■ **Supplied data**
■ ■ ■ ■
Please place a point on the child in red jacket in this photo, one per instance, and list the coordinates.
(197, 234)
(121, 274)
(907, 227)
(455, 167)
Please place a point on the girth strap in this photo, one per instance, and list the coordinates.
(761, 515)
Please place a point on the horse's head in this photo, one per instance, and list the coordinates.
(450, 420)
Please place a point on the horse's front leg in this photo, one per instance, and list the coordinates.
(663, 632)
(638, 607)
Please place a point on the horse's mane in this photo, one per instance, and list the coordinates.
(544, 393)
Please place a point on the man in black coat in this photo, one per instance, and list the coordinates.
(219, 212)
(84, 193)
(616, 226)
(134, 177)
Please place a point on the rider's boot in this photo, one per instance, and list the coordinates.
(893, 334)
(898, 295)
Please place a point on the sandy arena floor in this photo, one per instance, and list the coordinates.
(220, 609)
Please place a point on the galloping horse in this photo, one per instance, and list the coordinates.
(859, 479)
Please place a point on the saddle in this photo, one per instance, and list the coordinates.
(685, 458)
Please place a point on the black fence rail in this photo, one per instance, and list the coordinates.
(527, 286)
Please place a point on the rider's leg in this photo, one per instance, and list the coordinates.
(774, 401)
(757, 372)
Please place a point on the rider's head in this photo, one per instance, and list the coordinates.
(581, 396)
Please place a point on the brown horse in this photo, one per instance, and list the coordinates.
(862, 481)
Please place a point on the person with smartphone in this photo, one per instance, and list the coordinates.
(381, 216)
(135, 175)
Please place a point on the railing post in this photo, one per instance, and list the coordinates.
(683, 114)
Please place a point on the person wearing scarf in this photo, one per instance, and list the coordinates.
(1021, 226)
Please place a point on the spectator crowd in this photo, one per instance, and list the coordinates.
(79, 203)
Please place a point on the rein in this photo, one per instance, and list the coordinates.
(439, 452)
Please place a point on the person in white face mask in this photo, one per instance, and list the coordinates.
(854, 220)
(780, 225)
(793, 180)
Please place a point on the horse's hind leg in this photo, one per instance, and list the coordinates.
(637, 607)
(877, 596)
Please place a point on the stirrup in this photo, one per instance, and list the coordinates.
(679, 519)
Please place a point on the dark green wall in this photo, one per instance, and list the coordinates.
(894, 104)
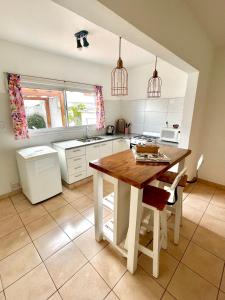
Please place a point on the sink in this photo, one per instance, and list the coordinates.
(91, 139)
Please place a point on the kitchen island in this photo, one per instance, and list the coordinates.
(129, 178)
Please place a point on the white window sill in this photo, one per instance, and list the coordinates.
(50, 131)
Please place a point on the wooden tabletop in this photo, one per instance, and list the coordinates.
(123, 166)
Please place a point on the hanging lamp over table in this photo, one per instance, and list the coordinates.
(154, 84)
(119, 77)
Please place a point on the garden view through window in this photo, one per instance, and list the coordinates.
(54, 109)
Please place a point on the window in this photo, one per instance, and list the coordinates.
(59, 106)
(81, 108)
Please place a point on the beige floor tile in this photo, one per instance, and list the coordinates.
(50, 242)
(111, 296)
(21, 203)
(82, 203)
(13, 241)
(222, 287)
(72, 195)
(65, 263)
(110, 265)
(204, 263)
(55, 296)
(196, 203)
(213, 224)
(138, 286)
(168, 296)
(89, 214)
(64, 213)
(35, 285)
(76, 226)
(6, 209)
(187, 229)
(187, 285)
(41, 226)
(177, 251)
(210, 241)
(218, 198)
(192, 214)
(17, 264)
(216, 211)
(9, 225)
(54, 203)
(85, 284)
(88, 245)
(167, 267)
(32, 214)
(221, 296)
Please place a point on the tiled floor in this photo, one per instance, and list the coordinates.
(48, 251)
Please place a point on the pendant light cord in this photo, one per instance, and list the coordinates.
(119, 46)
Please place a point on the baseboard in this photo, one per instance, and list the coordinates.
(78, 183)
(217, 185)
(7, 195)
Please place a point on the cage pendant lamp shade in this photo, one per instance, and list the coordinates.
(119, 77)
(154, 84)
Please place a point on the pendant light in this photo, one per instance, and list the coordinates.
(154, 84)
(119, 77)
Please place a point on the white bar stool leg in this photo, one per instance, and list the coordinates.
(163, 217)
(156, 243)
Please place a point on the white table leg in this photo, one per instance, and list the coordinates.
(98, 207)
(134, 228)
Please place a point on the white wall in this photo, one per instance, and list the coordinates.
(151, 114)
(28, 61)
(213, 137)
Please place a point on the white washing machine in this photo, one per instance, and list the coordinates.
(39, 172)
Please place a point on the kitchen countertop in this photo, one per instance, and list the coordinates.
(69, 144)
(76, 143)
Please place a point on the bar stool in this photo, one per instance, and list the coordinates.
(176, 182)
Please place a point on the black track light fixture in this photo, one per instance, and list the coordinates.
(82, 35)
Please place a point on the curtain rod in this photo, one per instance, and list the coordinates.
(56, 79)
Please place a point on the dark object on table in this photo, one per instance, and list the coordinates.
(110, 130)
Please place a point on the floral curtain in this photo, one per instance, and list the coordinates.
(100, 110)
(17, 107)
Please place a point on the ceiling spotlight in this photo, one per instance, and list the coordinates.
(82, 35)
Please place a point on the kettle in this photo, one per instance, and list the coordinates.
(110, 129)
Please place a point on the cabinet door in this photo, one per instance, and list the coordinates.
(92, 153)
(105, 149)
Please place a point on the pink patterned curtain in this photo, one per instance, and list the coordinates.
(100, 110)
(17, 107)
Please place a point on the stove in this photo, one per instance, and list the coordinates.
(146, 137)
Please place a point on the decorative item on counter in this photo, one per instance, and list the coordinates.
(147, 148)
(154, 84)
(120, 125)
(119, 77)
(127, 126)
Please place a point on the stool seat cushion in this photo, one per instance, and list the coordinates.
(169, 177)
(155, 197)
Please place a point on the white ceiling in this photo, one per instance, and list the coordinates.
(211, 15)
(45, 25)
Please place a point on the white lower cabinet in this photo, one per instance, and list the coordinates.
(74, 162)
(97, 151)
(121, 145)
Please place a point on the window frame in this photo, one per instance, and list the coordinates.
(57, 85)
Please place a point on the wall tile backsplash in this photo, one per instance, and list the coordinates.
(152, 114)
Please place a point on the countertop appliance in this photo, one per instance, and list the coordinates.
(146, 137)
(170, 134)
(110, 130)
(39, 173)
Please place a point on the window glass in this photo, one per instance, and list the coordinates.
(81, 108)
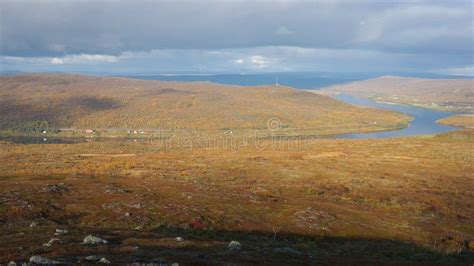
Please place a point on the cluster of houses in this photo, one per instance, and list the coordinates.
(136, 132)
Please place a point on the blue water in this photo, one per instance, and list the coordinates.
(424, 119)
(299, 80)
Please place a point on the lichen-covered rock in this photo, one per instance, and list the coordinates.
(43, 261)
(234, 246)
(93, 240)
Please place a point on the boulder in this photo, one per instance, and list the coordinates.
(93, 240)
(43, 261)
(234, 246)
(104, 261)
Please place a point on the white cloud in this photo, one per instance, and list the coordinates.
(283, 30)
(85, 58)
(57, 61)
(260, 62)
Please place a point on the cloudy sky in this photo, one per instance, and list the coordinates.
(237, 36)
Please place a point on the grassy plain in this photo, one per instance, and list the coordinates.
(464, 121)
(373, 201)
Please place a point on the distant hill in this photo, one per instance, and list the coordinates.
(74, 101)
(455, 95)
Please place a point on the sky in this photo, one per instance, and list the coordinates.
(239, 36)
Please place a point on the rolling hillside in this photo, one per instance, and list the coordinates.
(455, 95)
(73, 101)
■ ■ ■ ■
■ **What you need to do**
Quote the full listing above word for word; exclude every picture from the copy.

■ **Exercise result**
Please place a point on the child in red jacket in this photo, one per instance, and list the coordinates.
(197, 234)
(121, 274)
(907, 227)
(455, 167)
Please place a point on the girth strap in this photo, one per instance, and list the coordinates.
(761, 515)
Please place a point on the horse's head in this photo, one per instance, and list the coordinates.
(450, 420)
Please place a point on the horse's front leg in this photo, one per instance, and list the coordinates.
(663, 632)
(638, 607)
Please place a point on the horse's mane in this photo, one per instance, and list the coordinates.
(544, 393)
Please place a point on the man in black coat in this photo, one per instance, and list the coordinates.
(219, 212)
(84, 193)
(616, 226)
(134, 177)
Please place a point on the rider's boot in this photo, one per instance, and list the coordinates.
(893, 334)
(898, 295)
Please place a point on the sandy arena floor in this photo, one per instance, and list the coordinates.
(220, 609)
Please place a point on the galloping horse in this photo, one per instance, and list the coordinates.
(859, 479)
Please place a point on the saddle in this photo, one per instance, and list the coordinates.
(685, 458)
Please place a point on the black fence rail in this photo, one per instance, and list the coordinates.
(527, 286)
Please place a point on the rider's leg in this photo, one per instance, and list the coordinates.
(774, 401)
(757, 372)
Please place a point on the rider's head in this photo, one per instance, and list the coordinates.
(581, 396)
Please place a point on the brown horse in this photo, one per instance, and list the coordinates.
(862, 481)
Please place a point on the person with smartphone in this photo, one per instance, and list the coordinates.
(381, 216)
(135, 175)
Please place a point on the railing post in this photo, one per instance, and list the coordinates.
(683, 114)
Please place a point on the person wearing scarf in this photo, one per instance, and list the coordinates.
(1021, 226)
Please place a point on the spectator crowd in this photo, one per instance, and list the coordinates.
(79, 203)
Please place a point on the rein in this photo, one per instance, and list the coordinates.
(439, 452)
Please place a point on the person in white face mask in this photo, one per instance, and list the coordinates.
(854, 220)
(780, 225)
(793, 180)
Please place a point on the horse's hind leg in this photo, one per instance, and list the coordinates.
(637, 607)
(877, 596)
Please place a point on the stirrup in this photo, one per instance, and list the coordinates.
(679, 519)
Please place a point on the dark green wall in this photo, one per instance, and list the coordinates.
(894, 104)
Please place a point on the sink in this photo, one per instance, and list the coordinates.
(91, 139)
Please place a point on the kitchen island in this photo, one per instance, and list the coordinates.
(129, 178)
Please place a point on the white window sill in this photo, one per instance, and list the coordinates.
(50, 131)
Please place a point on the wooden tabletop in this photo, one per instance, and list the coordinates.
(123, 166)
Please place a point on the hanging lamp over table in this photo, one per instance, and list the coordinates.
(154, 84)
(119, 77)
Please place a point on the garden view through window in this photo, one per instance, and list the coordinates.
(54, 109)
Please place a point on the window in this photo, one per instance, and list the coordinates.
(59, 106)
(81, 108)
Please place a point on the beige floor tile in this photo, one per instance, and list the coordinates.
(50, 242)
(111, 296)
(21, 203)
(82, 203)
(13, 241)
(222, 287)
(72, 195)
(65, 263)
(110, 265)
(204, 263)
(55, 296)
(196, 203)
(213, 224)
(138, 286)
(168, 296)
(89, 214)
(64, 213)
(35, 285)
(76, 226)
(6, 209)
(187, 229)
(187, 285)
(41, 226)
(177, 251)
(210, 241)
(218, 198)
(192, 214)
(17, 264)
(216, 211)
(9, 225)
(54, 203)
(85, 284)
(88, 245)
(167, 267)
(32, 214)
(221, 296)
Please place a point on the tiled floor in this photo, one per instance, and list the coordinates.
(48, 251)
Please place a point on the pendant light cord in this photo, one per instance, and list the coordinates.
(119, 46)
Please place a point on the baseboard in this photo, one per instance, and list the coordinates.
(78, 183)
(217, 185)
(7, 195)
Please place a point on the cage pendant lamp shade in this photo, one per instance, and list the coordinates.
(119, 77)
(154, 84)
Please place a point on the pendant light in this photo, one per instance, and list the coordinates.
(154, 84)
(119, 77)
Please place a point on the white bar stool leg in this photo, one per instance, and list the coordinates.
(163, 217)
(156, 243)
Please place a point on the white table leg in this photo, one per instance, and list the coordinates.
(98, 207)
(134, 228)
Please place a point on the white wall in this photo, one per instance, and list the coordinates.
(151, 114)
(28, 61)
(213, 137)
Please place a point on the white washing machine in this photo, one per instance, and list the coordinates.
(39, 172)
Please place a point on the kitchen countertop in this photo, one per instance, and list the coordinates.
(69, 144)
(76, 143)
Please place a point on the bar stool in this photo, one per instance, and list the coordinates.
(176, 182)
Please place a point on the black track light fixture in this photo, one per instance, and list the coordinates.
(82, 35)
Please place a point on the curtain rod in this photo, one per instance, and list the coordinates.
(56, 79)
Please place a point on the dark object on table in this photo, one per instance, and list the coordinates.
(110, 130)
Please place a point on the floral curtain in this photo, one per instance, and list the coordinates.
(100, 110)
(17, 107)
Please place a point on the ceiling spotlight in this photo, one per instance, and list the coordinates.
(82, 35)
Please place a point on the kettle in this photo, one per instance, and list the coordinates.
(110, 129)
Please place a point on the cabinet door in this photo, one per instance, and list the coordinates.
(92, 153)
(105, 149)
Please place a point on the pink patterned curtain in this photo, one per instance, and list the coordinates.
(100, 110)
(17, 107)
Please place a point on the stove in this photo, one per instance, and list the coordinates.
(146, 137)
Please place a point on the decorative item on counter in this photo, one per instance, and list the coordinates.
(147, 148)
(154, 84)
(120, 125)
(119, 77)
(127, 126)
Please place a point on the stool seat cushion in this photo, one per instance, and list the coordinates.
(169, 177)
(155, 197)
Please place a point on the white ceiling in this photo, one per instance, and list the coordinates.
(211, 15)
(45, 25)
Please place a point on the white lower cabinet in this photo, one per instance, and list the coordinates.
(74, 162)
(97, 151)
(121, 145)
Please place a point on the window frame in this photo, one per instance, and list the coordinates.
(57, 85)
Please place a point on the wall tile backsplash in this photo, one per instance, and list the coordinates.
(152, 114)
Please place a point on the countertop appliance in this photo, one per instance, and list the coordinates.
(146, 137)
(170, 134)
(110, 130)
(39, 173)
Please place a point on the window glass in this photo, one per instance, and list the coordinates.
(81, 108)
Please place a point on the cluster of houses in this photo, one per instance, and list the coordinates.
(136, 132)
Please place a point on the blue water in this photo, one per instance, and list the coordinates.
(424, 119)
(299, 80)
Please place a point on the lichen-covered rock in this photo, one per instance, and list the coordinates.
(43, 261)
(234, 246)
(93, 240)
Please place a point on the boulder in this photo, one per instance, and list the coordinates.
(93, 240)
(43, 261)
(234, 246)
(104, 261)
Please place a point on the white cloud in this photo, one per instance, and list the coordinates.
(283, 30)
(85, 58)
(57, 61)
(260, 62)
Please place a point on the cloudy sky in this photo, one per instance, and list the coordinates.
(237, 36)
Please place a point on the grassy plain in this photo, one per instance, and list the coordinates.
(464, 121)
(373, 201)
Please place a point on the distant hill in this photo, one per instance, and list the coordinates.
(74, 101)
(455, 95)
Please place a point on the sky in this photo, one per instance, and list the coordinates.
(239, 36)
Please place a point on the rolling hillside in this photo, one per instance, and list the coordinates.
(455, 95)
(73, 101)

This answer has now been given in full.